Reproduce the data starting at the line that contains "Task: point to every instance of the thin twig." and ending at the line that contains "269], [268, 110]]", both included. What are those lines, word for word?
----- SOURCE MATERIAL -----
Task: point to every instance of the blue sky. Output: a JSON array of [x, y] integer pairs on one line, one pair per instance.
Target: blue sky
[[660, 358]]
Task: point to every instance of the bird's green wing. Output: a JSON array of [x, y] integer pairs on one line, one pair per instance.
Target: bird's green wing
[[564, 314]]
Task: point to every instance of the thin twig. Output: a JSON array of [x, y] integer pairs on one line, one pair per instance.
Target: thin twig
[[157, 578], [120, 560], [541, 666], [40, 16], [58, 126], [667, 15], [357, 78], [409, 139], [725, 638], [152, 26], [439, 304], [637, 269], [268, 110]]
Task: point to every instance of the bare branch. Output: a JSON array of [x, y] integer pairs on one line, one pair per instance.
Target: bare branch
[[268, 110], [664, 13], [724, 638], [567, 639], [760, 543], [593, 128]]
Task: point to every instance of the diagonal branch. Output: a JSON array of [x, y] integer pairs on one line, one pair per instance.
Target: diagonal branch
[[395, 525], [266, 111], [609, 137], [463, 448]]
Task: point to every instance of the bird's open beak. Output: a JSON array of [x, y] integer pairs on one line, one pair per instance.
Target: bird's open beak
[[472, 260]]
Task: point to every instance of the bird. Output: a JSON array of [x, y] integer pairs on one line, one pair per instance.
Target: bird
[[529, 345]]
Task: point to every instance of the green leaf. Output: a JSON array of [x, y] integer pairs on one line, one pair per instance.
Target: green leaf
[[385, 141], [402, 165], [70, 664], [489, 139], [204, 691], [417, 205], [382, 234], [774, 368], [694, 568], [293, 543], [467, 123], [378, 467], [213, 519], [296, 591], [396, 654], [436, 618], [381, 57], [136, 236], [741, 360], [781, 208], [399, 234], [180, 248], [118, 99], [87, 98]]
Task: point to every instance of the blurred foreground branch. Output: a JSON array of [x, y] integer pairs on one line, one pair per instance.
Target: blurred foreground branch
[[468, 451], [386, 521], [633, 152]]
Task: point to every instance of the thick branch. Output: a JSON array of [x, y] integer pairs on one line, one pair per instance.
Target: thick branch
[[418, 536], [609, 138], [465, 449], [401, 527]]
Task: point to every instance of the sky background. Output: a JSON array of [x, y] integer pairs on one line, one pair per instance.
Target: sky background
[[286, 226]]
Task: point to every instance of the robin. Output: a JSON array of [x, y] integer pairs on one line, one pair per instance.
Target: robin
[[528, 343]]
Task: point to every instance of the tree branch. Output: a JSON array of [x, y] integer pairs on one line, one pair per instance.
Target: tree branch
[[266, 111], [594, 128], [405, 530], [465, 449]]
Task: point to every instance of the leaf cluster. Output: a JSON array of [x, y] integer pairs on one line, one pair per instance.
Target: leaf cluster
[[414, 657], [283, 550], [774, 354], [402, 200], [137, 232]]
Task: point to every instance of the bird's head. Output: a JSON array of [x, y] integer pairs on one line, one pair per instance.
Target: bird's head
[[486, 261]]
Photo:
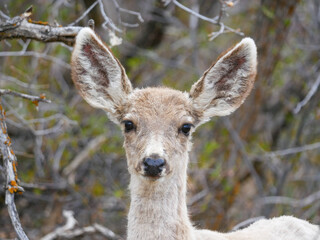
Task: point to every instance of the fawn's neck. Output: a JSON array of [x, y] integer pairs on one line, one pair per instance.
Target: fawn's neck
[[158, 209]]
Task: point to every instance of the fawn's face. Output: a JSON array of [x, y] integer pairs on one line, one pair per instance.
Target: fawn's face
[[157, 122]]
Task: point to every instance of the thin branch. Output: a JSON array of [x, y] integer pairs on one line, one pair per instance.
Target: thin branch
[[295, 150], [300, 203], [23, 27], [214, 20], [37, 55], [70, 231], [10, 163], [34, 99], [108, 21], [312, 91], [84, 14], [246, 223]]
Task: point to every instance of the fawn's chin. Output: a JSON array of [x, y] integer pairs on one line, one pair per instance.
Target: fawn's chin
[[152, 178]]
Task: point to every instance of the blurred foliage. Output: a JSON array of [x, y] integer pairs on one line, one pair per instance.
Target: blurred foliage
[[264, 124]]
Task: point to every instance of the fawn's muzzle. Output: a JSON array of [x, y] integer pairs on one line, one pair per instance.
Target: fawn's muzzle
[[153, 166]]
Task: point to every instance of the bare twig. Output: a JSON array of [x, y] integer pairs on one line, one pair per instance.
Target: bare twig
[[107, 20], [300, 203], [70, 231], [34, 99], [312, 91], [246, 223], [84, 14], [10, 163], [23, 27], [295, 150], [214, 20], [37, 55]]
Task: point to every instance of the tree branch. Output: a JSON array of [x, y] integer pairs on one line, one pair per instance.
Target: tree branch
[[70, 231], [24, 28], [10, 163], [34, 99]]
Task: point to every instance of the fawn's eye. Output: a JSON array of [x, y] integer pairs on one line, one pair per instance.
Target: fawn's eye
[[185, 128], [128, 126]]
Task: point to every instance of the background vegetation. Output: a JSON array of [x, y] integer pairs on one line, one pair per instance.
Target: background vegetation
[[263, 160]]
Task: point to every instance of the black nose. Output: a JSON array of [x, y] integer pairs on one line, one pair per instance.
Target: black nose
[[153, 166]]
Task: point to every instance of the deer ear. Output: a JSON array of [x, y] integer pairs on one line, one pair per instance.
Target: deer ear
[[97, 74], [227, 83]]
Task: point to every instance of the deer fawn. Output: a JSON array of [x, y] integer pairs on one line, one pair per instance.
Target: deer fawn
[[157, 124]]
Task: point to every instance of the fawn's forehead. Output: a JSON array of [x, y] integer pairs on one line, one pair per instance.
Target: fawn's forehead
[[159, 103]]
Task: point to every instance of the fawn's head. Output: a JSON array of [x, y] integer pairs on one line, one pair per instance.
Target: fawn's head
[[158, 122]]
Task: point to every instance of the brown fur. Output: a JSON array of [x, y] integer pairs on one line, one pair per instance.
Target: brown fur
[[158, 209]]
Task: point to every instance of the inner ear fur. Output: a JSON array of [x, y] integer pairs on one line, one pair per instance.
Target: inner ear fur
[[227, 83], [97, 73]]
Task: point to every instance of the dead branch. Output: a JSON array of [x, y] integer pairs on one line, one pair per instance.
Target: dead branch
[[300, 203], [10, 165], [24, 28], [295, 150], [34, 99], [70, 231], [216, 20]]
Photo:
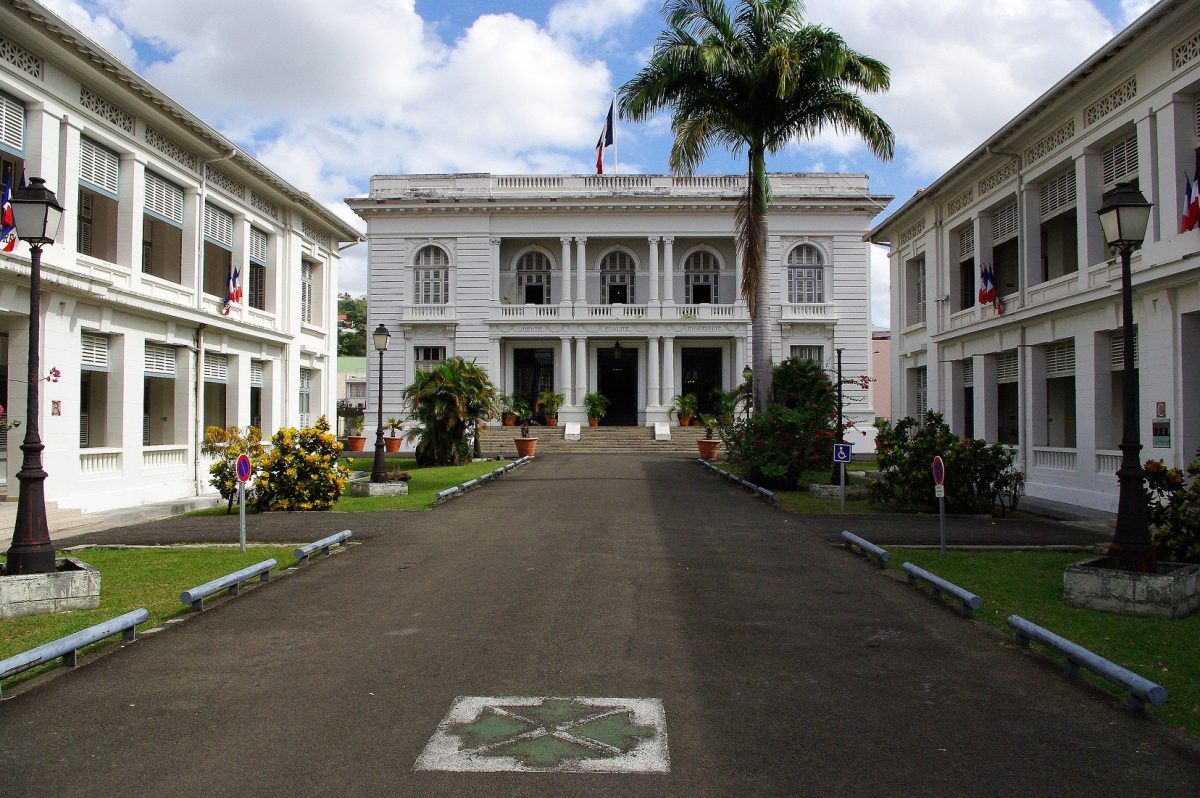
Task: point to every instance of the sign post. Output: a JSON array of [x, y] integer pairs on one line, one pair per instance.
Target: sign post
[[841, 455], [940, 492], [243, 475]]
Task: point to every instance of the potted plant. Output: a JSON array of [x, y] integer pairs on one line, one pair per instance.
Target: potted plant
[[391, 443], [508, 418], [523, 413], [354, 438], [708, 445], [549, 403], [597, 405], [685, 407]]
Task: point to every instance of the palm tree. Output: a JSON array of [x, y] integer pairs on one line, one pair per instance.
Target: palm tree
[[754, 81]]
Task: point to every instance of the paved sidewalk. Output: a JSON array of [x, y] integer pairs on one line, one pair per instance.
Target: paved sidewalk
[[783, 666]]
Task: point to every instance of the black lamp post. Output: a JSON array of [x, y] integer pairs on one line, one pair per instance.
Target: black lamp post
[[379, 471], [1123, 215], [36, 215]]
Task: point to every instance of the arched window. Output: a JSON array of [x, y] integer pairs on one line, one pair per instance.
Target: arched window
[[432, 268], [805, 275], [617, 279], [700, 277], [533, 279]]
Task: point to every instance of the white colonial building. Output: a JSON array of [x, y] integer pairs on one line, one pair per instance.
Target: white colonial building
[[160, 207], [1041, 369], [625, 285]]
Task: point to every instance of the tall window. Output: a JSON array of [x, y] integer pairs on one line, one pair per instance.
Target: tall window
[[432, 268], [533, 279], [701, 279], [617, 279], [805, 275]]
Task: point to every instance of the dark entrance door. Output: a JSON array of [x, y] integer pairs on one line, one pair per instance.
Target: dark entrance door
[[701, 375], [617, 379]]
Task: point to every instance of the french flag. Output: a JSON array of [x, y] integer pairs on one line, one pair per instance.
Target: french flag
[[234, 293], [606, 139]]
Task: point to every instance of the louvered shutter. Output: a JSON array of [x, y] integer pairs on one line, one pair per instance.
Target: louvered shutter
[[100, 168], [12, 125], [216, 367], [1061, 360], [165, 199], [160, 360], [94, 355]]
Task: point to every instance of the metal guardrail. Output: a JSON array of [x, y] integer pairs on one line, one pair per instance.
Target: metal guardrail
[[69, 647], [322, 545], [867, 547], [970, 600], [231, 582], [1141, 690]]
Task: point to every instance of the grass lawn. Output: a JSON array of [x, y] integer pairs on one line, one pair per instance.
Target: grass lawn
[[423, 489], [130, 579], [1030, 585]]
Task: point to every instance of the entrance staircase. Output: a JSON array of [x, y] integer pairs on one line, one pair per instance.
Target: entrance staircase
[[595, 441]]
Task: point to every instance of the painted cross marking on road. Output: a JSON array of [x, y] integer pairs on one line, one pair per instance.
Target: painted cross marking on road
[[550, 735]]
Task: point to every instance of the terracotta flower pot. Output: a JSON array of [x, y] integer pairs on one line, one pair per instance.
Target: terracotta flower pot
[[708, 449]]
-----
*RESPONSE FOR THIS EXERCISE*
Task: point to every instance of the thin twig. Output: a JSON array of [x, y] integer pairs on one line, one pair per instance.
Target: thin twig
[[157, 578], [120, 560], [541, 666], [40, 16], [58, 126], [667, 15], [357, 78], [409, 139], [725, 638], [152, 26], [439, 304], [637, 269], [268, 110]]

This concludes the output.